**Условие задания**: Масштабируйте координаты точек в ответах приведенных ниже записей: умножьте каждую на 1,25 и округлите до целого, причем половины округляйте в большую сторону. Затем перепишите все строки записей, включая запросы, а числа в запросах и в их образцах формата оставьте без изменений.

**Исходные записи**:
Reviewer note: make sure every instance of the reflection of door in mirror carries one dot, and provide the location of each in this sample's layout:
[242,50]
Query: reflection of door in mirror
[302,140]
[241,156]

**Решение задачи**:
Reviewer note: make sure every instance of the reflection of door in mirror carries one dot, and provide the location of each in this sample's layout:
[242,50]
Query: reflection of door in mirror
[378,175]
[301,195]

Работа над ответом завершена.